STATED GOAL A: Return every line of the records that contains the string "equipment". Matching is case-sensitive.

=====

This time, I can let him go not having to question if he hates me or not. I know if I think too far into the meaning of letting him go I’ll still feel a small twinge inside at losing my friend.
There just comes a time when you get to a point that you know it’s time to let go entirely.
First things first on this new journey in ready to take in life don’t only involve letting my dearest friend go. I’m willing to take a giant, yet terrifying, step in a new direction career-wise. It would be different if my job and the company I work for didn’t hold such a dear spot in my heart, but a person knows when it’s the right time to move forward career-wise. With taking the leap forward, I know with changing jobs it will help me earn the money to move into my own place and be independently stable.
In my heart, I know I’m at a place to start this new chapter of my life, and it’s time to make some big changes to see even more significant results.
In my two years at my job I’ve learned much more than I expected, and met the most wonderful people that have had such an impact on my life. I will carry the kindness and up most respect from everyone I’ve blessed to welcome each morning and said goodbye to at the end of each day. There’re no words to express my appreciation for each person that I’ve had the honor of working amongst every day.
Whether it be a Butterfinger next to the bed after two long days without much sleep, or taking me to do news things that I’ve never done before, or just being the person that he was towards me I can look back knowing it was all worth it. He was worth it, and will always hold a spot in my life and heart that no one else will come close to in my life. One of the most overwhelming facts I have to come to realize is knowing that our paths might not ever cross ever again when I walk out of the door on my last day of work.

=====

STATED GOAL B: According to the essay about letting go and changing jobs, how long has the writer been at the current job?

=====

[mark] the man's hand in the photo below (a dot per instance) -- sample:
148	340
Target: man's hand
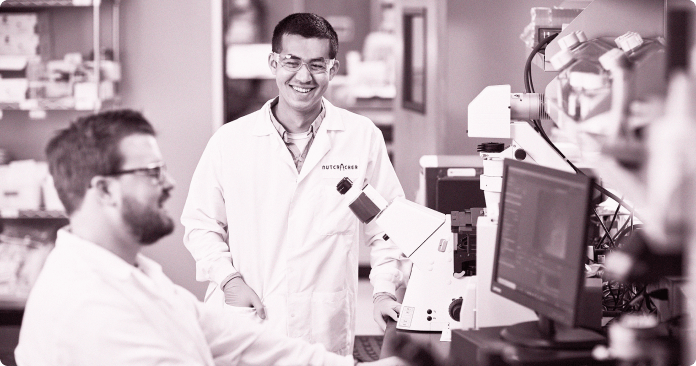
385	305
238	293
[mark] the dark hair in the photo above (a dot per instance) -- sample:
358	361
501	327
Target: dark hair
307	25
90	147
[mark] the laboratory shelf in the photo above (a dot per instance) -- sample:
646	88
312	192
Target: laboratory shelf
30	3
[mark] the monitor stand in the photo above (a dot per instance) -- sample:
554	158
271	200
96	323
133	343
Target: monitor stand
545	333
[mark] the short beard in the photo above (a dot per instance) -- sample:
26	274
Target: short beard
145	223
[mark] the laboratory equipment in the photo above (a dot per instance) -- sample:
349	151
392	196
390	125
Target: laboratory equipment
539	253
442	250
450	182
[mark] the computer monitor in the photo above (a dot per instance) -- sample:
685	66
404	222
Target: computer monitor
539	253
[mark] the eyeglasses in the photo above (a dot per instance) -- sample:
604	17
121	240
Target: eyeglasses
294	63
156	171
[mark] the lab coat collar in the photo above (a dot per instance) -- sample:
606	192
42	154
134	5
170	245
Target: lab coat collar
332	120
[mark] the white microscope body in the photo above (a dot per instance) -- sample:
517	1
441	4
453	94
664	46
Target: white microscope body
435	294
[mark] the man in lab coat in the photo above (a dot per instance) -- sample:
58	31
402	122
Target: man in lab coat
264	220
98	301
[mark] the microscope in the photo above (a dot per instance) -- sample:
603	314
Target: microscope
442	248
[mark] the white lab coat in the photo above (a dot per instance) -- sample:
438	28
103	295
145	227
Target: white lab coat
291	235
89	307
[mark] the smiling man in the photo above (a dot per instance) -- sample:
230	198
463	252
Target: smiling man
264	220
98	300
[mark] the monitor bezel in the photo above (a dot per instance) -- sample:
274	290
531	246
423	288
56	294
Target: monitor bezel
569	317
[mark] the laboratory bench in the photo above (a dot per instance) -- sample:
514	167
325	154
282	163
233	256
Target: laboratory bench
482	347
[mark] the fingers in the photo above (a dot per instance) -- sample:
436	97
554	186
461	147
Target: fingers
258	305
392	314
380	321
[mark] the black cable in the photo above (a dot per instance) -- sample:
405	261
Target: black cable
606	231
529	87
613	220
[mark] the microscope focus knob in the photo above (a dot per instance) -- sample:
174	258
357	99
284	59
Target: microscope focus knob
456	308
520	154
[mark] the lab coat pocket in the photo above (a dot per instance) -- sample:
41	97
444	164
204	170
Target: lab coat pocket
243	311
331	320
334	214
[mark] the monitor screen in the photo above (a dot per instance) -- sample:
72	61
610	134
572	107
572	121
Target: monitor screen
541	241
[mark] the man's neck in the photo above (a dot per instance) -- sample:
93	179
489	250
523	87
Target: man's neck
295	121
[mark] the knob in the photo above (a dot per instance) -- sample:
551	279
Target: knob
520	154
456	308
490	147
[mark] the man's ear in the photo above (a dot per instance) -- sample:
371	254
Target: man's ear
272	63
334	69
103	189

=====

FINAL ANSWER A:
[mark] the laboratory equipment in the photo above (a dot per instance) -- sample:
Target: laboratory equipment

FINAL ANSWER B: Two years.